[Start of Input data]

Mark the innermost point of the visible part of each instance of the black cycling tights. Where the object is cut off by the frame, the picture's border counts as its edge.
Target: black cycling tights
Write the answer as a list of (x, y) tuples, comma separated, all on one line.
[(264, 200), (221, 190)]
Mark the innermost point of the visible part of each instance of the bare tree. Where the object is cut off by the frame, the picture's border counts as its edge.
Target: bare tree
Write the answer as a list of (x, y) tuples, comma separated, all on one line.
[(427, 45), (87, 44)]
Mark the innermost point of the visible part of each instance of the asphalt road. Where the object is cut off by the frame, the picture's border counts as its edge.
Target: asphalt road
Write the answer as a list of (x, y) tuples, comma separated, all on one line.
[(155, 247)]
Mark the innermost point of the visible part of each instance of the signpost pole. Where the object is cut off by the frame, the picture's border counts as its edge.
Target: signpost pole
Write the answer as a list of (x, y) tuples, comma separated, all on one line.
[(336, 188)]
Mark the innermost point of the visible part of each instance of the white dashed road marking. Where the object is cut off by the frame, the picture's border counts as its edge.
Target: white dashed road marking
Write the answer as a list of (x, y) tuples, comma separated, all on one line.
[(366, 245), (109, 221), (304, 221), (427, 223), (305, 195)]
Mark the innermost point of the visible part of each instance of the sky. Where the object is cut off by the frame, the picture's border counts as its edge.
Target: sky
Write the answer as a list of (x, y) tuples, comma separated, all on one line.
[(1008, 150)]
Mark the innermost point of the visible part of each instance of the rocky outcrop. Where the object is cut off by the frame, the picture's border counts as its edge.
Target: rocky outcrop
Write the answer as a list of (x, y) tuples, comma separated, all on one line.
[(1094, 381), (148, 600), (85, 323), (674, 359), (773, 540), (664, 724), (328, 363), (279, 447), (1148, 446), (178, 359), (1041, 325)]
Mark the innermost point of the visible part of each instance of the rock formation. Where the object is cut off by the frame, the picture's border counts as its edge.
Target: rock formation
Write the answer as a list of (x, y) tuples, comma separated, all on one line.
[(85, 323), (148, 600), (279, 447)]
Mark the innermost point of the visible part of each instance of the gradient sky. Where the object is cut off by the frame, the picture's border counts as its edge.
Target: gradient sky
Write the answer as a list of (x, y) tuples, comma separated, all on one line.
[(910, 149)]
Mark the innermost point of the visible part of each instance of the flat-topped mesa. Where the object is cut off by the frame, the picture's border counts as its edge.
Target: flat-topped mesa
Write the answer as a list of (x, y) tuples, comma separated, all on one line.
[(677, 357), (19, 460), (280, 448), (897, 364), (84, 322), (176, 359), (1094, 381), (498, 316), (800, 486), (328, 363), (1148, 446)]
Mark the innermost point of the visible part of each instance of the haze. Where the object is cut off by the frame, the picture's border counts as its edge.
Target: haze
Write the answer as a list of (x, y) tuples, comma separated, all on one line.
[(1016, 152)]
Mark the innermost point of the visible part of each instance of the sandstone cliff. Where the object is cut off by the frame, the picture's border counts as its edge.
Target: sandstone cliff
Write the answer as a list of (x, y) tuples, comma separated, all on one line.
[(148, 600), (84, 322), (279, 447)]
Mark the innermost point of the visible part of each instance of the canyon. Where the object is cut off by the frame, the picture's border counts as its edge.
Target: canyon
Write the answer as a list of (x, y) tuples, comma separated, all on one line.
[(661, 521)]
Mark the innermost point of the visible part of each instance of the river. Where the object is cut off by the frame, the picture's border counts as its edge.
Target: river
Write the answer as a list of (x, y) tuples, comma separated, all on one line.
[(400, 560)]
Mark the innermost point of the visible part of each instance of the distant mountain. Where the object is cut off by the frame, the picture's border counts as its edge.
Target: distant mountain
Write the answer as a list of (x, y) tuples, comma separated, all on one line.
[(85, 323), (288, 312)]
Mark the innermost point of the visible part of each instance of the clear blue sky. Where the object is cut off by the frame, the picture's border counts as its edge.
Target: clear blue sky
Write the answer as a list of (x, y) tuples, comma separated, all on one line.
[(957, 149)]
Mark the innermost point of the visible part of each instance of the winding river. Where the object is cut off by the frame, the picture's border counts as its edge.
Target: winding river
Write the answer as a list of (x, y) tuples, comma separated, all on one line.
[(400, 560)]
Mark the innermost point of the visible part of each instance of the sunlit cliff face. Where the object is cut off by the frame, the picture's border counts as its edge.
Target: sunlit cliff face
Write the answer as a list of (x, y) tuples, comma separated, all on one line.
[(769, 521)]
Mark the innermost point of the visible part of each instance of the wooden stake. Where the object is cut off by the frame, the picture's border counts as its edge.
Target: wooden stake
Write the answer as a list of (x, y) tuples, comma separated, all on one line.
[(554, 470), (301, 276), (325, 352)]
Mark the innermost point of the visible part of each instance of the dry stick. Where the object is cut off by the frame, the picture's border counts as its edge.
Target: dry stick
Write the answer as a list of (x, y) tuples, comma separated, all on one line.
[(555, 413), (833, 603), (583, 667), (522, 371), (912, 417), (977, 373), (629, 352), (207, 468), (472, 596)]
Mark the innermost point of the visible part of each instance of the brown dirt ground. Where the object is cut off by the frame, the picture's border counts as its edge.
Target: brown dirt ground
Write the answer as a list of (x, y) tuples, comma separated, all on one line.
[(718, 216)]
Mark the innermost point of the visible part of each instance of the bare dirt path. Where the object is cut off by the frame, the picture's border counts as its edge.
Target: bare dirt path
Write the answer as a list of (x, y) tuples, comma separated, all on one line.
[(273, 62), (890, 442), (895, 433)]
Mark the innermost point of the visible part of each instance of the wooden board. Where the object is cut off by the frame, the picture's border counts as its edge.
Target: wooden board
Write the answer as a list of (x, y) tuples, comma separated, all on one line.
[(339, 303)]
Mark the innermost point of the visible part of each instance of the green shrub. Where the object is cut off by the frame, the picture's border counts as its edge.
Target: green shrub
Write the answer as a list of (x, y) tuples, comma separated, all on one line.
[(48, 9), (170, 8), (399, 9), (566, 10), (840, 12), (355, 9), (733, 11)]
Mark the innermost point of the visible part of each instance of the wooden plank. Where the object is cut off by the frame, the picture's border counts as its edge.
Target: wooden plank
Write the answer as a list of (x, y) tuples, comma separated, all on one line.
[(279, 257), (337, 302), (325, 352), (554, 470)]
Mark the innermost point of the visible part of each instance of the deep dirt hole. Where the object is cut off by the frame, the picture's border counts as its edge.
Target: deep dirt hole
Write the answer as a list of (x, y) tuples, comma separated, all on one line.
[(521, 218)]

[End of Input data]

Problem requirements: Transcribe every line of the data, exactly as it stands.

Response to this task:
Mark the innermost point of the visible part of each instance of the black cycling tights. Where the object is cut off by the frame, the picture's border counts as its edge.
Target: black cycling tights
Write the answer as a list of (x, y) tuples, comma separated, all on one line.
[(264, 200), (221, 190)]
Mark the innermost point of the visible part of each instance of the bare tree. Where the object is cut off by the frame, the picture's border counts as its edge.
Target: bare tree
Write the answer as a list of (x, y) tuples, comma separated, all on one line.
[(427, 45), (87, 44)]
Mark the innermost point of the visible part of each instance of the asphalt road. Where the object is cut off by the frame, the picture's border counts as its edge.
Target: asphalt road
Write the answer as a list of (x, y) tuples, comma separated, all on one line.
[(155, 247)]
Mark the innermost point of the visible part of each instance of the signpost pole. Where the object is cut off by the frame, the picture's border counts as its edge.
Target: signpost pole
Write the answer as a list of (x, y) tuples, comma separated, all on one line.
[(336, 188)]
Mark the innermost point of the visible part of each instance of the white dashed road marking. Where the object is cut off by the frame, the picture's border counts as its edge.
Target: white dashed road marking
Write the answer as a list of (x, y) tuples, comma separated, all on one line.
[(366, 245), (109, 221), (304, 221), (427, 223), (305, 195)]
Mark the innermost point of the visible part of each instance of the sky. Where the object is cut off by the frame, the picture's border counts as its edge.
Target: sky
Write the answer as a list of (x, y) tuples, comma separated, all on one line.
[(1008, 150)]
Mark the innermost point of the visible part of each instance of the rocky outcrop. Where the object is cut off by the frame, the picture's border counts as its edge.
Target: rocky outcrop
Write the answer as a list of (x, y) tuples, comma separated, all on one line.
[(1094, 381), (148, 600), (85, 323), (674, 359), (773, 540), (664, 724), (328, 363), (279, 447), (1148, 446), (178, 359), (1041, 325)]
Mark the innermost point of the visible part of each instance of the rock formation. Where the object is cut off by the frame, the picture's border counts as its edge.
Target: rock formation
Write the answer as a list of (x, y) tuples, comma separated, all on one line.
[(85, 323), (148, 600), (279, 447)]
Mark the innermost point of the visible part of each instance of the gradient sky. Where the object is cut off by the frame, the picture's border counts as its edge.
Target: gradient sky
Write the answer as a list of (x, y) tuples, comma separated, all on one line.
[(910, 149)]
Mark the innermost point of the visible part of each instance of the flat-topped mesa. Where the object is cut off by the frame, the picture's border counts as its edge.
Target: flat-topped mesa
Write the answer as a list of (x, y) tuples, comma separated, all on one line.
[(677, 357), (19, 460), (280, 448), (897, 364), (84, 322), (176, 359), (1094, 381), (498, 316), (800, 486), (328, 363), (1148, 446)]
Mark the innermost point of the visible part of each instance of the haze. Where the object is cut off by the frame, the picture's border counts as its edge.
Target: haze
Write the answer as a list of (x, y) tuples, comma separated, all on one line.
[(1016, 152)]
Mark the innermost point of the visible part of each instance of the sandstone cliff. Where the object is cut off by the frame, the picture's border counts as its edge.
Target: sandstone cliff
Write the answer as a list of (x, y) tuples, comma separated, all on one line.
[(148, 600), (84, 322), (279, 447)]
Mark the innermost point of the visible part of each instance of the canyon. Where the object is cut off by the frame, the picture's border counts as its edge.
Target: canyon
Write the answer as a list of (x, y) tuples, comma separated, all on one line.
[(661, 521)]
Mark the innermost point of the visible part of each instance of the river. Where the object is cut off by the frame, the picture's border counts as its edge.
Target: river
Write the answer as a list of (x, y) tuples, comma separated, all on one line.
[(400, 560)]
Mark the innermost point of the visible part of each instance of the distant mountain. Where the object is cut off by the frame, the picture's border counts as its edge.
Target: distant mountain
Write the answer as a list of (x, y) tuples, comma separated, all on one line.
[(85, 323), (288, 312)]
Mark the innermost point of the visible part of each instance of the clear blue sky. Where the object is cut off by the frame, the picture's border counts as its edge.
Target: clear blue sky
Write the answer as a list of (x, y) tuples, comma separated, all on one line.
[(957, 149)]
Mark the innermost point of the visible part of each instance of the winding river. Where the object is cut off by the frame, the picture's border counts as its edge.
Target: winding river
Write the answer as a list of (x, y) tuples, comma separated, all on one line.
[(400, 560)]
Mark the innermost point of the visible part of each instance of the sunlit cliff face. Where the object is cut off by the frame, the picture's border counts as its edge.
Target: sunlit cliff face
Write the answer as a list of (x, y) tuples, comma separated, all on one line.
[(769, 521)]
Mark the innermost point of the visible part of each instance of the wooden stake. Where the object is cut off by the frame, the picture's border counts as its edge.
Target: wooden stake
Write the answer as a list of (x, y) tuples, comma separated, all on one line.
[(554, 470), (301, 276), (325, 352)]
Mark the innermost point of the visible part of each instance of the dry stick. Where the object is cut off by the frame, the picture's border counts as its edge.
Target: dry stick
Write the answer as a list of (x, y) tuples, comma separated, all on one line.
[(555, 413), (833, 603), (583, 667), (522, 371), (912, 417), (977, 373), (629, 352), (207, 468), (472, 596)]
Mark the innermost point of the visible part of each instance of the brown dirt ground. Where the object is cut off by the frame, the picture's border counts as its edge.
Target: brown dirt ground
Write the answer as a list of (x, y) tuples, comma separated, all on one line.
[(718, 216)]
Mark the innermost point of the visible part of each instance of the bare dirt path. Where the object is cut off by the frame, the picture's border counts as its edge.
Target: bare dirt path
Write the answer as a list of (x, y) tuples, comma separated, all on one line.
[(273, 62), (890, 442), (895, 433)]
Mark the innermost point of the visible part of each instance of the wooden board. Where the object is cut off by the frame, the picture's border counts as its edge.
Target: wooden board
Write the answer as a list of (x, y) tuples, comma separated, all on one line.
[(339, 303)]
Mark the innermost point of the visible part of each instance of the green shrub. Where the object is cut off by the frame, the picture's border counts as its edge.
Target: green shrub
Write the answer as a list of (x, y) tuples, comma separated, all on one line.
[(48, 9), (170, 8), (399, 9), (566, 10), (840, 12), (355, 9), (733, 11)]
Mark the innermost point of the visible part of each instance of the wooden plank. Where the object is cut off by the frame, the picture's border counts as its edge.
Target: wooden plank
Write the answer as a list of (x, y) tuples, comma separated, all on one line.
[(279, 257), (337, 302), (325, 352), (554, 470)]
Mark the innermost point of the visible part of each instance of the deep dirt hole. Where the object is cut off by the frame, the picture's border counts as its edge.
Target: deep dirt hole
Write the answer as a list of (x, y) tuples, comma separated, all on one line.
[(521, 218)]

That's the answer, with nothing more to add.